### RECORD SET ###

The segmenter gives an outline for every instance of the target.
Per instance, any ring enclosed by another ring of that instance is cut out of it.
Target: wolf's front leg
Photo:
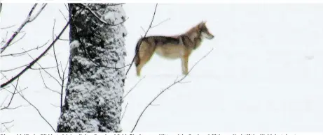
[[[188,73],[188,58],[184,56],[181,58],[181,72],[184,75],[186,75]]]

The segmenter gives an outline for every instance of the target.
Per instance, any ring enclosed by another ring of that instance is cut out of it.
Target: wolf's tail
[[[136,49],[135,49],[135,65],[136,65],[136,67],[138,66],[139,64],[140,63],[139,49],[140,44],[142,44],[142,38],[140,38],[138,40],[138,42],[137,42]]]

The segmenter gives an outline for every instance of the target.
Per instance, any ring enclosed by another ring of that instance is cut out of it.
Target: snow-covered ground
[[[0,27],[19,25],[32,6],[4,4]],[[137,40],[144,34],[141,26],[148,27],[154,8],[155,3],[124,5],[129,17],[125,22],[128,63]],[[23,29],[25,38],[5,52],[19,52],[22,47],[28,49],[51,40],[53,19],[56,18],[57,34],[65,23],[58,9],[67,15],[64,4],[49,3]],[[317,3],[159,4],[154,24],[170,19],[148,35],[176,35],[205,20],[215,38],[205,40],[192,54],[189,68],[214,50],[194,68],[184,80],[186,83],[172,87],[147,109],[135,132],[323,132],[322,15],[323,5]],[[5,37],[4,31],[1,33]],[[63,37],[68,38],[68,31]],[[67,41],[55,45],[63,65],[69,48]],[[32,55],[35,58],[43,49]],[[42,66],[55,65],[51,56],[53,50],[40,61]],[[28,56],[1,58],[1,68],[9,69],[30,61]],[[181,77],[179,60],[157,55],[144,67],[142,77],[135,75],[135,69],[132,66],[127,77],[125,92],[145,78],[125,98],[124,106],[128,105],[122,121],[124,132],[131,131],[142,109],[160,90]],[[8,77],[20,70],[15,71]],[[58,77],[55,70],[50,71]],[[46,79],[48,86],[60,89],[48,76]],[[26,98],[55,128],[60,109],[50,104],[59,105],[59,95],[43,88],[38,70],[27,72],[20,81],[22,88],[28,87],[23,91]],[[7,93],[0,91],[0,98]],[[27,105],[19,95],[13,104]],[[52,131],[30,106],[0,115],[0,122],[15,120],[11,132]]]

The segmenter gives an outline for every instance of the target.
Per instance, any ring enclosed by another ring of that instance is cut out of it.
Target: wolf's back
[[[142,44],[142,38],[140,38],[136,45],[136,48],[135,49],[135,65],[138,66],[140,63],[140,57],[139,56],[139,49],[140,47],[140,44]]]

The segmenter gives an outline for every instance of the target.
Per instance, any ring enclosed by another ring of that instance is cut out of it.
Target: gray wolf
[[[188,73],[188,57],[198,48],[204,38],[212,40],[206,22],[201,22],[186,32],[174,36],[151,35],[139,39],[135,49],[135,64],[137,75],[140,76],[142,68],[156,53],[167,59],[181,58],[182,74]]]

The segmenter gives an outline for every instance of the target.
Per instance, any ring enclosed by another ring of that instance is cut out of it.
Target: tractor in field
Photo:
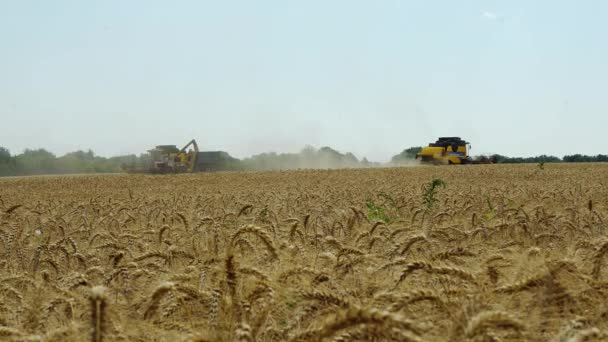
[[[492,164],[488,158],[471,158],[470,149],[471,144],[459,137],[441,137],[423,147],[416,159],[428,164]]]
[[[203,171],[239,170],[239,160],[223,151],[199,151],[196,140],[192,139],[184,147],[158,145],[148,150],[150,163],[136,168],[123,165],[128,173],[192,173]]]

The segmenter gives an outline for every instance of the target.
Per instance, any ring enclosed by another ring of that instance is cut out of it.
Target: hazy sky
[[[608,1],[0,0],[0,146],[607,153]]]

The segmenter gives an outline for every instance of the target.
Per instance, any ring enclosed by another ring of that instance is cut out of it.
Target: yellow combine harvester
[[[459,137],[442,137],[423,147],[416,159],[431,164],[478,164],[469,156],[471,145]]]
[[[186,149],[192,146],[188,152]],[[158,145],[148,150],[152,158],[150,173],[183,173],[193,172],[198,157],[198,145],[192,139],[181,150],[175,145]]]

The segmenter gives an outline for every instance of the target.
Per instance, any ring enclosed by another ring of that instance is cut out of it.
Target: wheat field
[[[606,176],[551,164],[0,179],[0,339],[608,340]]]

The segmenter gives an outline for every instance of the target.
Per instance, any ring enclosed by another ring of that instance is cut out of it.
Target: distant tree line
[[[93,151],[76,151],[57,157],[40,148],[26,149],[21,154],[11,155],[0,147],[0,176],[28,176],[43,174],[113,173],[121,172],[121,165],[146,165],[147,155],[126,155],[105,158]]]
[[[297,153],[261,153],[230,163],[234,170],[288,170],[288,169],[326,169],[326,168],[365,168],[374,166],[398,166],[412,161],[422,147],[410,147],[393,156],[388,164],[359,160],[352,153],[341,153],[330,147],[316,149],[306,146]],[[485,156],[500,164],[518,163],[583,163],[608,162],[608,155],[587,156],[567,155],[563,158],[540,155],[537,157],[507,157],[500,154]],[[148,154],[101,157],[91,150],[71,152],[61,157],[40,148],[26,149],[21,154],[11,155],[0,146],[0,176],[26,176],[42,174],[114,173],[122,172],[122,166],[146,169],[151,163]]]
[[[331,147],[306,146],[298,153],[261,153],[241,161],[245,170],[335,169],[378,166],[352,153],[340,153]]]

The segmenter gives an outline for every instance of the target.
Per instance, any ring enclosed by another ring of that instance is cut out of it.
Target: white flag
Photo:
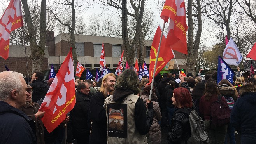
[[[228,64],[235,66],[238,66],[243,59],[237,46],[231,38],[224,50],[222,58]]]

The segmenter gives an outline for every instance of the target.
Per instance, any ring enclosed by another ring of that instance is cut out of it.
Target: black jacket
[[[158,86],[157,87],[157,89],[158,90],[158,92],[159,94],[160,94],[160,96],[161,97],[161,101],[166,101],[166,97],[165,96],[165,88],[167,85],[167,82],[168,82],[169,80],[167,78],[163,77],[161,79],[161,82],[159,83]]]
[[[0,144],[36,144],[34,121],[3,101],[0,101]]]
[[[172,118],[172,124],[167,134],[167,141],[168,144],[186,144],[187,140],[191,136],[191,128],[189,120],[189,115],[191,109],[189,108],[180,108],[174,111]]]
[[[32,99],[34,102],[44,98],[50,88],[50,86],[44,83],[44,81],[39,79],[33,81],[30,85],[33,88]]]
[[[114,100],[116,102],[122,102],[127,96],[130,94],[137,94],[133,90],[122,87],[120,89],[116,90],[113,94]],[[140,134],[145,135],[147,134],[152,125],[154,112],[152,107],[149,109],[146,113],[147,109],[143,101],[139,97],[135,104],[134,119],[136,128]]]
[[[105,97],[101,92],[93,95],[90,102],[91,132],[90,144],[107,144],[107,117],[104,108]]]
[[[175,106],[172,104],[172,100],[171,99],[172,97],[174,88],[170,84],[167,84],[164,89],[165,97],[166,97],[166,106],[171,108],[174,108]]]
[[[75,93],[76,103],[70,112],[70,124],[74,137],[82,135],[88,137],[90,129],[87,124],[88,115],[90,106],[90,99],[88,95],[78,91]]]

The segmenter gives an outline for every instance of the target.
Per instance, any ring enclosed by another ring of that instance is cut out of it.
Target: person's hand
[[[37,113],[35,114],[35,117],[37,118],[42,118],[44,115],[45,113],[46,113],[45,111],[38,111]]]
[[[181,80],[181,83],[185,82],[185,77],[183,75],[180,74],[180,80]]]
[[[146,106],[147,108],[147,109],[153,109],[153,103],[152,102],[151,102],[151,101],[149,102],[149,101],[147,99],[146,100],[146,102],[147,104],[147,106]]]

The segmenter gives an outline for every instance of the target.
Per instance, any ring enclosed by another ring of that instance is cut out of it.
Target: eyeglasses
[[[30,93],[30,92],[32,92],[32,90],[30,89],[26,90],[26,91],[27,92],[28,92],[28,93]]]

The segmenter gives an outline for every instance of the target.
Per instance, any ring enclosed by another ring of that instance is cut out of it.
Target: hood
[[[113,98],[116,102],[122,102],[126,97],[131,94],[135,95],[137,94],[135,90],[126,87],[121,87],[121,88],[116,89],[114,92]]]
[[[248,102],[256,104],[256,85],[249,84],[240,87],[241,97]]]
[[[218,88],[219,92],[223,95],[232,97],[235,95],[235,88],[231,87],[221,87]]]
[[[169,80],[168,80],[167,78],[163,77],[161,78],[161,83],[165,83],[168,82],[169,82]]]

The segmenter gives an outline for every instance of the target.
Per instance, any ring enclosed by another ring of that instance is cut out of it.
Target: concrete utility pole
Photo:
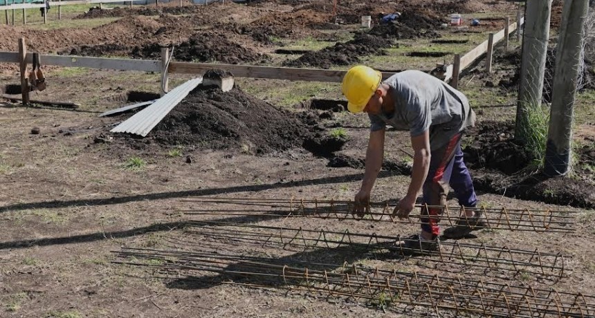
[[[583,35],[588,12],[585,0],[564,2],[545,149],[544,173],[549,176],[564,176],[570,169],[574,97],[583,63]]]
[[[529,135],[527,111],[541,105],[551,0],[527,0],[525,8],[519,97],[515,139],[525,142]]]

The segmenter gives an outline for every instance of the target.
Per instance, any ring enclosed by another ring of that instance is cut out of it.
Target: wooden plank
[[[44,8],[44,4],[34,4],[34,3],[15,3],[10,6],[0,6],[0,10],[13,10],[13,9],[35,9],[36,8]]]
[[[455,88],[459,87],[459,76],[461,73],[461,55],[455,54],[452,63],[452,81],[451,86]],[[445,80],[446,82],[446,80]]]
[[[161,95],[163,96],[170,90],[170,80],[167,78],[167,61],[170,59],[170,49],[161,48]]]
[[[27,84],[27,44],[24,37],[19,39],[19,65],[21,71],[21,93],[23,105],[29,102],[29,86]]]
[[[207,70],[211,68],[220,68],[228,71],[237,77],[331,82],[340,82],[347,73],[347,71],[180,62],[170,62],[167,71],[170,73],[203,74]],[[382,74],[383,79],[386,79],[394,73],[383,73]]]
[[[19,53],[15,52],[0,52],[0,62],[19,63]]]
[[[17,96],[10,96],[10,95],[0,95],[3,98],[6,98],[8,100],[23,100],[22,97],[19,97]],[[48,102],[46,100],[29,100],[30,102],[35,103],[35,104],[41,104],[44,105],[57,105],[57,106],[66,106],[68,108],[75,109],[80,107],[80,104],[78,103],[73,103],[70,102]]]
[[[510,24],[511,19],[508,17],[504,19],[504,50],[509,50],[509,35],[511,34],[510,31]]]
[[[40,55],[40,58],[43,59],[44,65],[156,73],[161,71],[161,62],[152,59],[110,59],[68,55]]]
[[[492,57],[494,55],[494,34],[490,33],[488,38],[488,50],[486,53],[486,72],[492,73]]]

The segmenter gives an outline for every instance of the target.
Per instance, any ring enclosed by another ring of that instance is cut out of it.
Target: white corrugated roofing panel
[[[146,136],[176,105],[188,95],[190,91],[194,89],[202,82],[203,77],[199,77],[176,87],[151,106],[136,113],[110,131]]]
[[[142,107],[143,106],[150,105],[155,102],[157,100],[149,100],[148,102],[141,102],[140,103],[133,104],[131,105],[125,106],[123,107],[120,107],[119,109],[112,109],[111,111],[107,111],[106,112],[102,113],[99,115],[99,117],[109,116],[110,115],[117,114],[118,113],[123,113],[126,111],[129,111],[131,109],[134,109],[138,107]]]

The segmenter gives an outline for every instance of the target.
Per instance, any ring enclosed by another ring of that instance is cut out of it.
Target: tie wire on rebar
[[[405,247],[400,244],[414,240],[400,236],[360,234],[349,230],[336,232],[217,221],[193,221],[190,225],[199,226],[200,229],[195,231],[186,229],[188,233],[217,241],[229,240],[263,247],[294,247],[302,250],[357,248],[372,252],[385,250],[401,258],[416,256],[422,257],[424,261],[471,266],[484,270],[486,274],[495,270],[513,272],[515,274],[534,274],[554,282],[567,277],[565,272],[568,271],[565,263],[569,256],[561,253],[542,252],[539,249],[530,251],[483,243],[439,241],[437,250],[419,253],[418,249]]]
[[[389,299],[390,302],[407,306],[454,310],[457,312],[468,312],[493,317],[594,317],[595,314],[595,298],[592,296],[558,292],[553,288],[514,286],[415,272],[350,266],[346,263],[331,265],[293,261],[329,268],[328,270],[311,270],[307,267],[289,266],[280,260],[272,259],[213,253],[124,247],[118,256],[122,259],[114,263],[150,266],[171,271],[176,277],[179,277],[179,270],[189,271],[187,274],[189,276],[192,276],[192,272],[196,274],[205,271],[222,275],[222,279],[234,279],[239,276],[254,281],[222,281],[225,283],[255,288],[282,287],[289,291],[316,292],[354,300],[377,301],[382,297]],[[155,259],[163,261],[152,261]],[[259,280],[261,283],[257,283]],[[262,283],[263,280],[271,281]]]
[[[421,224],[421,220],[434,219],[446,221],[446,225],[457,226],[457,221],[470,224],[466,212],[482,213],[485,216],[487,228],[509,230],[512,231],[533,231],[550,232],[569,232],[575,230],[576,212],[553,209],[509,209],[506,207],[488,208],[449,207],[446,205],[416,205],[416,209],[441,209],[438,216],[410,214],[408,219],[399,219],[393,215],[394,205],[388,202],[370,203],[365,209],[365,216],[354,213],[356,205],[351,200],[295,200],[260,199],[252,198],[195,198],[183,200],[185,202],[199,202],[217,205],[234,205],[246,207],[243,209],[221,208],[182,209],[178,212],[193,215],[217,215],[237,216],[292,216],[331,219],[367,220],[401,223]],[[250,209],[251,208],[251,209]],[[268,208],[268,210],[265,210]],[[378,210],[381,210],[378,212]],[[376,210],[376,211],[374,211]],[[452,214],[459,216],[453,217]],[[569,214],[569,215],[567,215]],[[427,222],[427,221],[425,221]],[[477,229],[484,228],[477,227]]]

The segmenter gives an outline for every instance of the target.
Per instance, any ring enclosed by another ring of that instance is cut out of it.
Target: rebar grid
[[[282,287],[328,297],[367,299],[387,304],[430,307],[481,314],[484,317],[587,317],[595,315],[595,297],[553,289],[513,286],[482,281],[443,278],[417,272],[367,268],[355,265],[309,263],[289,266],[280,260],[193,252],[123,248],[115,263],[147,265],[188,276],[214,272],[221,279],[247,279],[252,283],[223,281],[250,287]],[[156,265],[155,259],[162,260]],[[143,262],[143,261],[147,261]],[[299,262],[298,262],[299,263]],[[331,268],[332,270],[328,269]],[[334,271],[332,271],[334,270]]]
[[[513,272],[515,275],[536,275],[554,282],[567,277],[568,273],[565,272],[569,271],[565,267],[567,256],[560,253],[542,252],[539,249],[527,251],[484,244],[441,241],[437,250],[420,254],[418,249],[404,247],[400,244],[412,240],[402,238],[399,236],[360,234],[349,230],[334,232],[214,221],[194,221],[193,223],[200,225],[200,229],[196,231],[187,229],[187,232],[244,244],[280,246],[284,249],[293,247],[301,250],[358,248],[373,252],[386,250],[399,257],[419,256],[424,262],[480,268],[485,274],[507,271]]]
[[[264,199],[250,198],[196,198],[183,201],[200,202],[215,204],[236,205],[245,207],[241,209],[201,209],[179,210],[194,215],[224,215],[244,216],[292,216],[332,219],[369,220],[401,223],[422,223],[421,218],[445,221],[450,226],[455,226],[457,221],[466,218],[466,212],[477,211],[486,216],[488,227],[493,230],[509,230],[512,231],[533,231],[550,232],[570,232],[575,230],[573,214],[576,212],[551,209],[529,209],[465,207],[436,206],[416,205],[417,209],[439,209],[442,216],[422,216],[411,214],[409,218],[400,220],[393,216],[394,205],[387,202],[370,203],[365,207],[367,216],[360,217],[353,213],[355,204],[351,200],[295,200]],[[250,209],[251,208],[251,209]],[[264,210],[268,208],[268,210]],[[374,211],[375,210],[375,211]],[[460,217],[452,215],[457,213]],[[570,215],[567,215],[570,214]]]

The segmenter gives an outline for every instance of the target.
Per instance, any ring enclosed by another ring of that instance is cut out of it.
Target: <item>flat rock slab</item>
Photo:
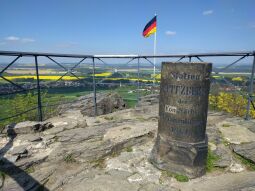
[[[83,191],[138,191],[139,184],[131,184],[126,180],[120,179],[117,176],[98,175],[93,179],[84,179],[79,184],[70,184],[61,190],[83,190]]]
[[[8,125],[4,129],[3,133],[7,133],[8,135],[32,134],[50,129],[52,127],[53,125],[50,122],[24,121],[17,124]]]
[[[233,144],[247,143],[255,140],[255,133],[251,132],[244,125],[238,124],[238,121],[232,121],[229,119],[217,124],[224,139]]]
[[[119,143],[134,137],[139,137],[157,129],[157,122],[126,123],[109,129],[104,135],[104,141]]]
[[[233,145],[235,153],[255,163],[255,142]]]

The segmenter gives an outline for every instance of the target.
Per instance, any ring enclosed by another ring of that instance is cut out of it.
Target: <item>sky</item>
[[[255,50],[255,0],[0,0],[0,50],[157,54]]]

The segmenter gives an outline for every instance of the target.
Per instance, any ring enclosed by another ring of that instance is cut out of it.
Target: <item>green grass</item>
[[[206,171],[212,172],[214,170],[214,163],[219,160],[219,156],[215,155],[210,148],[208,148],[207,161],[206,161]]]

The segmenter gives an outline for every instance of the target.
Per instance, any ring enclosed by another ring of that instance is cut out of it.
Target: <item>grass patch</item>
[[[212,172],[214,170],[214,163],[219,159],[220,159],[220,157],[217,156],[216,154],[214,154],[209,147],[208,153],[207,153],[206,171]]]
[[[162,184],[163,183],[163,178],[164,177],[173,177],[175,178],[178,182],[188,182],[189,181],[189,177],[183,174],[177,174],[177,173],[172,173],[169,171],[162,171],[161,172],[161,177],[159,179],[159,183]]]
[[[63,160],[66,162],[66,163],[74,163],[76,162],[73,154],[68,154],[66,156],[64,156]]]
[[[234,156],[247,168],[247,170],[255,171],[255,164],[251,160],[246,159],[236,153],[234,153]]]

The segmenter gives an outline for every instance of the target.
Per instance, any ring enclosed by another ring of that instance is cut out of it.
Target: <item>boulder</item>
[[[236,154],[255,163],[255,142],[243,143],[241,145],[232,145]]]
[[[17,124],[13,123],[7,125],[3,130],[3,133],[7,133],[8,135],[33,134],[52,127],[53,125],[50,122],[24,121]]]

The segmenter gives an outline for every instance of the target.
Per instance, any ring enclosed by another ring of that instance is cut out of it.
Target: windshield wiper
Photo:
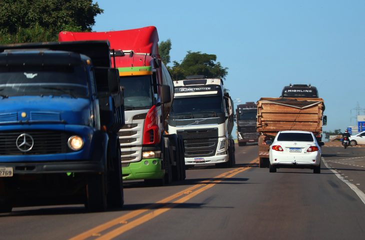
[[[178,116],[179,119],[190,119],[194,118],[191,112],[180,112],[180,114],[172,114],[173,116]]]
[[[70,96],[72,98],[78,98],[74,94],[72,93],[72,91],[74,90],[71,88],[56,88],[56,87],[46,87],[46,86],[42,86],[42,88],[44,89],[47,89],[49,90],[56,90],[58,92],[62,92],[64,94],[66,94]]]

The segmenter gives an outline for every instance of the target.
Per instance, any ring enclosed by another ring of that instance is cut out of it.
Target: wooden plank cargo
[[[270,146],[279,131],[312,132],[320,140],[324,104],[320,98],[262,98],[257,102],[257,130],[260,167],[268,162]]]

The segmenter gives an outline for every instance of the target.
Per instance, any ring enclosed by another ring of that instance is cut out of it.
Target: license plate
[[[194,162],[205,162],[205,160],[204,158],[194,158]]]
[[[0,166],[0,178],[12,176],[12,168]]]
[[[289,152],[302,152],[302,149],[297,148],[289,148]]]

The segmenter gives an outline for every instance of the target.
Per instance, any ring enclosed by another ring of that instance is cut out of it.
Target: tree
[[[162,41],[158,44],[158,52],[161,56],[161,60],[165,64],[170,63],[170,50],[171,50],[171,40],[168,39],[166,41]]]
[[[216,55],[188,51],[181,64],[174,62],[171,69],[172,78],[180,80],[190,75],[204,75],[206,78],[226,80],[228,68],[222,66],[219,62],[214,63],[216,60]]]
[[[324,134],[325,136],[324,138],[330,139],[330,136],[334,135],[341,135],[342,134],[342,132],[341,132],[340,129],[336,129],[334,130],[334,132],[324,131],[323,134]]]
[[[2,0],[0,42],[56,40],[62,30],[90,31],[103,12],[92,0]]]

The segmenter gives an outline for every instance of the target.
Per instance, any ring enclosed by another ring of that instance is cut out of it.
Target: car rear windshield
[[[278,136],[278,141],[313,142],[310,134],[282,132]]]

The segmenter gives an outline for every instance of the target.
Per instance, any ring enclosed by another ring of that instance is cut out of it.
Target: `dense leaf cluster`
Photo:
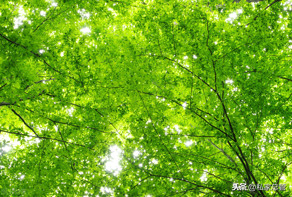
[[[292,194],[292,3],[247,1],[2,1],[0,196]]]

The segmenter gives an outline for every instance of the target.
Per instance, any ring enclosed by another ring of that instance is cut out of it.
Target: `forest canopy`
[[[0,196],[292,195],[291,0],[0,5]]]

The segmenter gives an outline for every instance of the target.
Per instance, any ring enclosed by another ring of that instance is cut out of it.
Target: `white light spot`
[[[80,30],[80,31],[84,34],[88,33],[91,32],[91,30],[90,30],[90,29],[89,27],[87,27],[82,28]]]
[[[140,152],[138,151],[135,151],[133,153],[133,155],[135,157],[137,157],[140,154]]]
[[[185,142],[185,145],[187,146],[189,146],[192,145],[192,144],[193,144],[192,141],[192,140],[191,140],[190,141],[187,141],[186,142]]]
[[[46,16],[46,12],[44,11],[41,11],[40,14],[41,16]]]

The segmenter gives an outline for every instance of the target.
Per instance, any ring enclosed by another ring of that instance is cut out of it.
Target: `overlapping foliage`
[[[1,189],[289,196],[291,3],[210,1],[2,1]]]

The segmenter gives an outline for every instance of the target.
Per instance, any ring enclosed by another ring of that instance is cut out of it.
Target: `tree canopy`
[[[290,196],[292,1],[1,1],[0,196]]]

###

WHAT TO DO — List every line of the material above that contains the string "tree", matching case exactly.

ANSWER TO THE TASK —
Target: distant tree line
Target: tree
Target: `tree canopy`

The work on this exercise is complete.